## Description of the task
Please format the stretch of the material below, from the line containing "Practice step: point at the wood plank" through the end of the material, as a Markdown table with the columns Number and Line. Give each line its own numbered row and leave out blank lines.

## Task inputs
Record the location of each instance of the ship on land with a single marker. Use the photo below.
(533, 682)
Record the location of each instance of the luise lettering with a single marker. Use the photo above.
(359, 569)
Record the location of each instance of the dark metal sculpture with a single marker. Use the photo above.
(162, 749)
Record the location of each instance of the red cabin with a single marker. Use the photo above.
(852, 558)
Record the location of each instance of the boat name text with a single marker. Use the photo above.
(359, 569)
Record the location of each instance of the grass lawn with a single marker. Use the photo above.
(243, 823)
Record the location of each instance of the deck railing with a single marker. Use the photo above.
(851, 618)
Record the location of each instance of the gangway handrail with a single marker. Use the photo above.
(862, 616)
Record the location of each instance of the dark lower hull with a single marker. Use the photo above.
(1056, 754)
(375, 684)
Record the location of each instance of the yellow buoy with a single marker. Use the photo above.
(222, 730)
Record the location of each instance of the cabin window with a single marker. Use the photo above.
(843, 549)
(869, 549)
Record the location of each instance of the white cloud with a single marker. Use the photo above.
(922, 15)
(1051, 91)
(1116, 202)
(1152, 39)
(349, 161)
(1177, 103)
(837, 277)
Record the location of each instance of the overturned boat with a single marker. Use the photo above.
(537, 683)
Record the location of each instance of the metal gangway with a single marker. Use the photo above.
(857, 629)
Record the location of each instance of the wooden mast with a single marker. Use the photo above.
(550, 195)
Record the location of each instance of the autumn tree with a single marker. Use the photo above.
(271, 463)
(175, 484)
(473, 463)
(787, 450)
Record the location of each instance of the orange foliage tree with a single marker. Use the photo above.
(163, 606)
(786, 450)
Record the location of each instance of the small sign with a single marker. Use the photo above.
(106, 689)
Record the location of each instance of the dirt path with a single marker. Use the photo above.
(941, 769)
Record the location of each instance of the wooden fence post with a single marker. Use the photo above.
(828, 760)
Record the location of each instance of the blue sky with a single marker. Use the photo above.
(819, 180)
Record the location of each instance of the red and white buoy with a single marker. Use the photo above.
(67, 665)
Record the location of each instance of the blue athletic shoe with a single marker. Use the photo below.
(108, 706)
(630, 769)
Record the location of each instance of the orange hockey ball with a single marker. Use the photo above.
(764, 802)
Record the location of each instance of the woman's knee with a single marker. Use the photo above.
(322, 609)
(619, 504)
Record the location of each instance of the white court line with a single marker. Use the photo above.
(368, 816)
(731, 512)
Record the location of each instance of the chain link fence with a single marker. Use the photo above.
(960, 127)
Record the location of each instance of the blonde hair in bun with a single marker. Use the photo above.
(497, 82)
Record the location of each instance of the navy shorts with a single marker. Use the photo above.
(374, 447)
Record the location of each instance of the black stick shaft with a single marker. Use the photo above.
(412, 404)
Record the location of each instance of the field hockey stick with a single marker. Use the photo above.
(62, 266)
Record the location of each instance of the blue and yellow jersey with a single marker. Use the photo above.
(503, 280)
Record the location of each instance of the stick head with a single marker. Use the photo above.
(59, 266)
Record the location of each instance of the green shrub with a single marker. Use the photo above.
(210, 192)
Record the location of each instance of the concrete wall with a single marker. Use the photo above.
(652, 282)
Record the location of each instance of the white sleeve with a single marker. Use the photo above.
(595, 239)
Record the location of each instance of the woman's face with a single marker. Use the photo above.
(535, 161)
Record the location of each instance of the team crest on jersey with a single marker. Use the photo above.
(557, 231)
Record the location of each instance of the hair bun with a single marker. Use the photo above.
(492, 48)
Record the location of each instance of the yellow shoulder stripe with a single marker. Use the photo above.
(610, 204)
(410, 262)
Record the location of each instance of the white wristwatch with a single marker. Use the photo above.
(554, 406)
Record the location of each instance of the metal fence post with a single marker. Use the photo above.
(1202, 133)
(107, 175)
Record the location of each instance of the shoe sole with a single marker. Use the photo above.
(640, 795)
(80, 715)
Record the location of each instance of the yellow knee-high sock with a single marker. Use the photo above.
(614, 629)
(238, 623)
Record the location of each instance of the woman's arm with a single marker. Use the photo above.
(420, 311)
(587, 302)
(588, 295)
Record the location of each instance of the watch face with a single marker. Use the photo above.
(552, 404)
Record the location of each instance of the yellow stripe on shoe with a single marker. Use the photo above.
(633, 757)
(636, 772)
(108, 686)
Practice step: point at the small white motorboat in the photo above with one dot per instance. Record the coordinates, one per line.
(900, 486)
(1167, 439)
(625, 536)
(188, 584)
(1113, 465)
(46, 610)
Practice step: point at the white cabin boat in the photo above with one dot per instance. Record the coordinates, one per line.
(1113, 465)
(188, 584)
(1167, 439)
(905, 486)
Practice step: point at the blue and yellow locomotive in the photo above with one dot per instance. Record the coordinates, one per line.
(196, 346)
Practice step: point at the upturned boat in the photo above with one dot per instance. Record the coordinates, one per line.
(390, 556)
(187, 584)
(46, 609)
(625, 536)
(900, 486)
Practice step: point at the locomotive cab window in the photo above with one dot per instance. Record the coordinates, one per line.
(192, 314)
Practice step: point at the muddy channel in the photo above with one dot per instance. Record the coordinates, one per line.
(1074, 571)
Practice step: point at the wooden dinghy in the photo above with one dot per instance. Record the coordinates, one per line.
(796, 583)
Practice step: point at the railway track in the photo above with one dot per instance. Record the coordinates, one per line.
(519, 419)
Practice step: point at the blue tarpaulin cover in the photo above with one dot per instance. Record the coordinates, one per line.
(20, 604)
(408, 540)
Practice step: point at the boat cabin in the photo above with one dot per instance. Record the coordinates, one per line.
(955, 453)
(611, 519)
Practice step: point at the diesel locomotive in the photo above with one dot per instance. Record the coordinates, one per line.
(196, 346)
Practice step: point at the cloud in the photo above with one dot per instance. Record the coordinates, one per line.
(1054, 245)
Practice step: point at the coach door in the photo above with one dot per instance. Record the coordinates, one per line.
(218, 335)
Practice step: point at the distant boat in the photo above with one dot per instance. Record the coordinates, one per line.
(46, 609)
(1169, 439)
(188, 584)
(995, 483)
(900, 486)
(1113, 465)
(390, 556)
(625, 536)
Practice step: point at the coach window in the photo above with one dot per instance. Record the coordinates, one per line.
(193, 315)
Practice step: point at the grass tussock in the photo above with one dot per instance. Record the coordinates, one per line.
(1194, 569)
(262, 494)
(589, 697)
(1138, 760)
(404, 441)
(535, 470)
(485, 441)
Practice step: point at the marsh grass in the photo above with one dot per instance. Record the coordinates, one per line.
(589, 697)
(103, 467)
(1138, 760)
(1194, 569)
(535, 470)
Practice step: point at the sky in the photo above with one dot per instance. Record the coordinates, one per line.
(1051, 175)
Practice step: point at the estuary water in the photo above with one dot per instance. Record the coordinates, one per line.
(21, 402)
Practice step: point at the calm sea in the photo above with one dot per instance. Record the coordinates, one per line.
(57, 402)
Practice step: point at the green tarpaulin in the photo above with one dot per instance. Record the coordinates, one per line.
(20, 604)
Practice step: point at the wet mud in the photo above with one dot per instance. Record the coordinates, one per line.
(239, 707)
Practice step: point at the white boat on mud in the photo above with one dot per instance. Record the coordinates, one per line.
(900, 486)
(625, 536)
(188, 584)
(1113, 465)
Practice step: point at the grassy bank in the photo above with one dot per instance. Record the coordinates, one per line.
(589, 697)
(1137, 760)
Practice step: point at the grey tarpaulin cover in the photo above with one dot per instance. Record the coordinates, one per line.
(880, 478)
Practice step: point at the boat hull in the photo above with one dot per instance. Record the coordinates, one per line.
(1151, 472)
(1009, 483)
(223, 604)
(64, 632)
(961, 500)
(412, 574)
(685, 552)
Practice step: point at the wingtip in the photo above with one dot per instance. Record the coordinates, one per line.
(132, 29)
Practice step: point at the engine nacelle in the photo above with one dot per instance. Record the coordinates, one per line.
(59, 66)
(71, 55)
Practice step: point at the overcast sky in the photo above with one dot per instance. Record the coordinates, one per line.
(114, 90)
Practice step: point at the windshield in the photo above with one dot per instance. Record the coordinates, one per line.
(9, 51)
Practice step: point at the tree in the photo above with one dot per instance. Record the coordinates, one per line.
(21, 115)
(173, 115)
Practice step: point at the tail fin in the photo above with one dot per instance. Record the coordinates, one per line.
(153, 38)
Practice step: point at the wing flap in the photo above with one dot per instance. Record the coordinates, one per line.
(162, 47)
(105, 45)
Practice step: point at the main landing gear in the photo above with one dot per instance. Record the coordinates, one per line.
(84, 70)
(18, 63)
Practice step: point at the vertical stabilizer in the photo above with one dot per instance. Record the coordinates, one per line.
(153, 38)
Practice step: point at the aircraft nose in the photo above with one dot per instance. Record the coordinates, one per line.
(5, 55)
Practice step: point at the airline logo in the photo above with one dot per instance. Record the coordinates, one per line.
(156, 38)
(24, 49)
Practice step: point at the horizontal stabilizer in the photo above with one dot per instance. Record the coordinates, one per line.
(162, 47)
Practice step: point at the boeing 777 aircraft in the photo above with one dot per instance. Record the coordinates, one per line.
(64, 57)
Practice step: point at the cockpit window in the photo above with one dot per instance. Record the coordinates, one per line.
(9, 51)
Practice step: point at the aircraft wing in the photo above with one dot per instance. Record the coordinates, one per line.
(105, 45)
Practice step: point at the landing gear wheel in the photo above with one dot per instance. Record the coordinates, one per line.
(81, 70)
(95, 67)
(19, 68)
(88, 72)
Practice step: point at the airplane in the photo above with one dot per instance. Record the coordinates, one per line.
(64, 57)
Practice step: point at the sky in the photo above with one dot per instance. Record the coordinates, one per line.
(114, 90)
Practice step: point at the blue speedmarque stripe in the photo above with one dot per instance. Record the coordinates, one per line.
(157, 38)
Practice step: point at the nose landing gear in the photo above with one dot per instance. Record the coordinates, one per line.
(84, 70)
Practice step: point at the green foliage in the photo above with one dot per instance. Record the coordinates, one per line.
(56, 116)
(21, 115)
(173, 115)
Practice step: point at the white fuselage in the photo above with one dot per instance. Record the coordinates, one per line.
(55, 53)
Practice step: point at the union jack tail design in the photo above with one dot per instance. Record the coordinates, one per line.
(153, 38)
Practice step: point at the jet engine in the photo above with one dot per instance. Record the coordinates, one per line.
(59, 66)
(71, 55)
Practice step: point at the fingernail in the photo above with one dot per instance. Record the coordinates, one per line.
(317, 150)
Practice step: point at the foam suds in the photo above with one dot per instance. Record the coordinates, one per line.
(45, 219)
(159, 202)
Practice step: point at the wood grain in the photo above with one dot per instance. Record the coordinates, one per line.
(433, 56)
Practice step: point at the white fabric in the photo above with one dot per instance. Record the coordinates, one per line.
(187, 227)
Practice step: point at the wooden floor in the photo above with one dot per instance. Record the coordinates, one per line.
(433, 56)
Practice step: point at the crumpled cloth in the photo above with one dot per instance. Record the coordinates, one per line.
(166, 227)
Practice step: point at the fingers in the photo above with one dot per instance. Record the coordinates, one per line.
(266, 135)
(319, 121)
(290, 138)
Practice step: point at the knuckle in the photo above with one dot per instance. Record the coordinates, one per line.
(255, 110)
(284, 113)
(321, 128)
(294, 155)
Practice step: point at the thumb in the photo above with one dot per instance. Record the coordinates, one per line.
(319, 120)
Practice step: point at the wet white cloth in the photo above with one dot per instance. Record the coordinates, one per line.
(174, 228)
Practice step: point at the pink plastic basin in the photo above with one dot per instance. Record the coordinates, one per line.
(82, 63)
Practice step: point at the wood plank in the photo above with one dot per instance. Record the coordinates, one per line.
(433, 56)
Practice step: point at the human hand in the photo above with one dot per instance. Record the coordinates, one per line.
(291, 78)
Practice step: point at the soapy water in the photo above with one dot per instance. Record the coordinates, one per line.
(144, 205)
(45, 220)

## Exercise result
| Number | Line |
|---|---|
| 1 | Practice step: point at the wood plank in the photo above with one dot per instance. Record the coordinates, one per line. |
| 2 | (433, 56) |
| 3 | Practice step: point at the human hand in the photo above with one dot per instance. Record the coordinates, one per line. |
| 4 | (291, 78) |
| 5 | Practice step: point at the soapy water in the photo above with one dot per instance. Record the coordinates, one per line. |
| 6 | (144, 205) |
| 7 | (45, 220) |